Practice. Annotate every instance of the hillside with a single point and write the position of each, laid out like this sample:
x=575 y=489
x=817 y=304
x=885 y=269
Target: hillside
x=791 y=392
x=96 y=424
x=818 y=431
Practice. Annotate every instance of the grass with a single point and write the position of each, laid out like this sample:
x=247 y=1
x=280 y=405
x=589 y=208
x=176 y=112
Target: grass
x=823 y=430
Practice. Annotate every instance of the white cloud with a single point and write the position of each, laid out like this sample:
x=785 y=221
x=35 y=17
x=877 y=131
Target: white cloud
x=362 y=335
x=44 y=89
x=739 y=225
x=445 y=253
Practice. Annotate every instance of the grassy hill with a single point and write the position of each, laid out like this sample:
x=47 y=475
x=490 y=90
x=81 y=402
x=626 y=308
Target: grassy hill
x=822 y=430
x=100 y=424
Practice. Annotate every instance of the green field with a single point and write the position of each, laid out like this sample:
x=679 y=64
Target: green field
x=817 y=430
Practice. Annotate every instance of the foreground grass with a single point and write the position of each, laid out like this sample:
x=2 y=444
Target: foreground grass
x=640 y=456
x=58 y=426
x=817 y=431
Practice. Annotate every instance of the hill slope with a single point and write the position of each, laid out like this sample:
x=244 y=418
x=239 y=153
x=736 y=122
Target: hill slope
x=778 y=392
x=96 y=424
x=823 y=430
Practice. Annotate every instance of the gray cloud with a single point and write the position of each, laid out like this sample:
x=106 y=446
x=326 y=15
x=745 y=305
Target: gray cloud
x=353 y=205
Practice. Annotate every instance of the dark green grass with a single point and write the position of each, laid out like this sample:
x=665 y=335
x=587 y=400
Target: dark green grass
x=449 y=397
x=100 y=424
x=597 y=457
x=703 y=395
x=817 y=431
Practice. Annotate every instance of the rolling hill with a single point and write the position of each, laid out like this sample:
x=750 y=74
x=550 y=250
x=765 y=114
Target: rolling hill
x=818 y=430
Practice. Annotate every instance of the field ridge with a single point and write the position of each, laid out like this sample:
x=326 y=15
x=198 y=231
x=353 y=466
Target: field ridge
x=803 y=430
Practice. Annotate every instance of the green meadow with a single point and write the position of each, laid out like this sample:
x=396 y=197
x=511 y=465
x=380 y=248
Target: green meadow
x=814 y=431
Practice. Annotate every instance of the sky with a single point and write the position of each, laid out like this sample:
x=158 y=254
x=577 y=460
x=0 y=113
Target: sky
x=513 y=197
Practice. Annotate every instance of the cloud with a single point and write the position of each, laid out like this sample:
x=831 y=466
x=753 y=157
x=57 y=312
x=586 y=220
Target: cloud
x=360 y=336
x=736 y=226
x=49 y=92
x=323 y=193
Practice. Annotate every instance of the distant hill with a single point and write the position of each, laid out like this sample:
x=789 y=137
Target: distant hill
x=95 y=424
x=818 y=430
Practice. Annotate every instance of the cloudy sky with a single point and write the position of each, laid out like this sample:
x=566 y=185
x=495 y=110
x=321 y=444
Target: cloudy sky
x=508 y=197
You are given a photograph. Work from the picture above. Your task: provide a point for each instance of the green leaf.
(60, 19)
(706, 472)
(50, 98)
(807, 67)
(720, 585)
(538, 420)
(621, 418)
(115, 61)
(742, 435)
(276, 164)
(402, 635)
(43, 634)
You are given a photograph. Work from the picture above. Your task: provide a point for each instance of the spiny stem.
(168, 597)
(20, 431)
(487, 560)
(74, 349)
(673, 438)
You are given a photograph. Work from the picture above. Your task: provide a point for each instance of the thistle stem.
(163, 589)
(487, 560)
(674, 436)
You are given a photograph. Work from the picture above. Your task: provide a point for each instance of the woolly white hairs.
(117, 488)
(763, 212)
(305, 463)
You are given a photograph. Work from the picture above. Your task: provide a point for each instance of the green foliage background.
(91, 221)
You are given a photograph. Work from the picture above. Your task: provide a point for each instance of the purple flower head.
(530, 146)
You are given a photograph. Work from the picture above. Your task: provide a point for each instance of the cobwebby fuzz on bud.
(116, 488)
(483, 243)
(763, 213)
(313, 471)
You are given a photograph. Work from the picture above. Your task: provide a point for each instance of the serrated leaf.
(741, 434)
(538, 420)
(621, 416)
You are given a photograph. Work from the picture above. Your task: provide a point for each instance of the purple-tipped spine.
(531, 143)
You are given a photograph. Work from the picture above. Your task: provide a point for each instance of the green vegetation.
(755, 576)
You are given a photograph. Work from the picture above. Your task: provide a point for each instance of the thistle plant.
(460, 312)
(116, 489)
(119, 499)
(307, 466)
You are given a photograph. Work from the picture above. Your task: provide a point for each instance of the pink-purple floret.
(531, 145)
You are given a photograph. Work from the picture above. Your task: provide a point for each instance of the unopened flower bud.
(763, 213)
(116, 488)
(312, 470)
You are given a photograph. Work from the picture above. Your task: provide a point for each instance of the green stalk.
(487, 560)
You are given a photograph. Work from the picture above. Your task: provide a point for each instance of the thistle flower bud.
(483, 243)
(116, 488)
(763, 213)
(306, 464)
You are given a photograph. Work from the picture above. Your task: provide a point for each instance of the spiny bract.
━━━━━━━━━━━━━━━━
### WHAT TO WORK ON:
Convert the stretch of the records from the line containing "the green vegetation." through the end of the records into a JSON list of strings, with one string per line and blank lines left out.

### FINISHED TASK:
[
  "You are given a photograph. Work from the picture above. Your task: provide a point for each instance of the green vegetation.",
  "(755, 576)",
  "You are given a photograph. Work from the picture above. Your task: provide a point for each instance of the thistle plant.",
  "(460, 312)",
  "(116, 489)",
  "(119, 499)",
  "(307, 466)",
  "You are given a photograph. Work from the picture above. Your task: provide a point for each instance of the pink-purple floret.",
  "(531, 145)",
  "You are given a photograph. Work from the picture above. Your task: provide a point for each instance of the unopened flower bud.",
  "(763, 213)",
  "(116, 488)",
  "(312, 470)",
  "You are given a photograph. Work from the picture above. Your task: provide a point for each instance of the green stalk.",
  "(487, 560)",
  "You are given a photograph. Work from the picture above. Your task: provide a point for each instance of the thistle flower bud.",
  "(483, 243)",
  "(116, 488)",
  "(763, 213)",
  "(306, 464)",
  "You are given a photograph. Work from the picture above. Your task: provide a point for each instance of the spiny bract."
]